RECORDS SUPPLIED:
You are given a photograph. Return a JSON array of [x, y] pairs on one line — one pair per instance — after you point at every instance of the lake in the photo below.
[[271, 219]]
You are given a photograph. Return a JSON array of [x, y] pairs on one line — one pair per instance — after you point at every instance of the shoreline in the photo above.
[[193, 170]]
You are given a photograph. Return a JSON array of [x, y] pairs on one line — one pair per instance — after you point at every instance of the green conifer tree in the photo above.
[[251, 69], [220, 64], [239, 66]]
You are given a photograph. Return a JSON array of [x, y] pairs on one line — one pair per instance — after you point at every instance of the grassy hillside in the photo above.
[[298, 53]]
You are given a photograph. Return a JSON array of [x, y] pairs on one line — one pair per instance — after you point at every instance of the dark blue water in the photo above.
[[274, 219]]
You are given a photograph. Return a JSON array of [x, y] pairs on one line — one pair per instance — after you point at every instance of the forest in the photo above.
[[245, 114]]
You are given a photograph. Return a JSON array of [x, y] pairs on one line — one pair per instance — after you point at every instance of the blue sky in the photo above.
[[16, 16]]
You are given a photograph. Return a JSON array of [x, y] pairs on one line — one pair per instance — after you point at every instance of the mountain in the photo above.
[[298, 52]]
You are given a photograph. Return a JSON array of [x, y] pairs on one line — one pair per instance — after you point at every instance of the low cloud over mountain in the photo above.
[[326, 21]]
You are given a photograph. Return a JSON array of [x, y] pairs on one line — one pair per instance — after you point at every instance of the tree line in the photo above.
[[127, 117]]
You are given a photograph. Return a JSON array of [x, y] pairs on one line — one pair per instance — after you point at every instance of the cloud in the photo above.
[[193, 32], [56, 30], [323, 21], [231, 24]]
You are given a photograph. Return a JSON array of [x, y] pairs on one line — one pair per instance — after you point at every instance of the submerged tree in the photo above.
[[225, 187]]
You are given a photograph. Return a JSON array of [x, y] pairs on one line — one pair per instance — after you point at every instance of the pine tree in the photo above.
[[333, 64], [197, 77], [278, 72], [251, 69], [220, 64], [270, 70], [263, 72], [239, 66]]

REQUIRED TASK: Convert all of the lines above into a numbered list, omitting any blank lines.

EXERCISE RESULT:
1. You are given a photograph. Return a JSON array of [x, y] pairs on one line — one pair per instance — after you point at every instance of the lake in the photo below.
2. [[271, 219]]
3. You are given a photograph. Return a JSON array of [x, y] pairs on one line — one pair per instance — after you point at every instance of the shoreline in the photo above.
4. [[193, 170]]
5. You are given a photograph. Return a JSON array of [x, y] pairs on one line — one pair per instance — after you point at every instance of the green conifer tree in the photo above.
6. [[251, 69], [220, 64], [239, 66]]
7. You are given a photograph. Return a JSON array of [x, y] pairs on one line — one pair per instance — after you point at every instance of the grassy hillside in the photo above.
8. [[298, 53]]
9. You are given a photograph. Return a JSON array of [x, y] pairs on one line — one pair per instance — after you point at every instance of the dark blue water in the photo above.
10. [[274, 219]]
11. You are given a photograph. Return a JSON array of [x, y] pairs on one line — one pair per instance — after you point at every instance of the forest in the photo above.
12. [[245, 114]]
13. You are given a photograph. Return a JSON array of [x, y] pairs on one line — one pair per instance — after you point at every instance of the blue sky in the photo above.
14. [[16, 16]]
15. You are given a photograph. Return a JSON array of [x, y] pairs on one line — one pair per instance — after you point at every instance of the mountain in the photo above.
16. [[298, 52]]
17. You are given a photograph. Return a JSON array of [x, y] pairs on one line — one pair per instance — after you point at every instance of the low cloud over mountain in the photo above.
18. [[326, 21]]
19. You are given a photograph. Return a JSON array of [x, y] pairs on one line — one pair per instance — after you point at every instance of the tree line in the photo above.
20. [[127, 117]]
21. You are given a photograph. Return a JSON array of [x, y] pairs on one line — one pair per instance — after you point at every instance of the cloud in the photo above.
22. [[193, 32], [56, 30], [323, 21], [231, 24]]
23. You are given a photograph. Return a JSON array of [x, y] pairs on one line — one pair per instance — after you point at every instance of the submerged tree in the photo above.
24. [[225, 187]]
25. You are given a photograph. Return a JSON array of [x, y] pairs on one line — one pair per instance — after you point at every instance of the pine tree in the photo above.
26. [[333, 64], [197, 77], [278, 72], [251, 69], [220, 64], [270, 70], [263, 72], [239, 66]]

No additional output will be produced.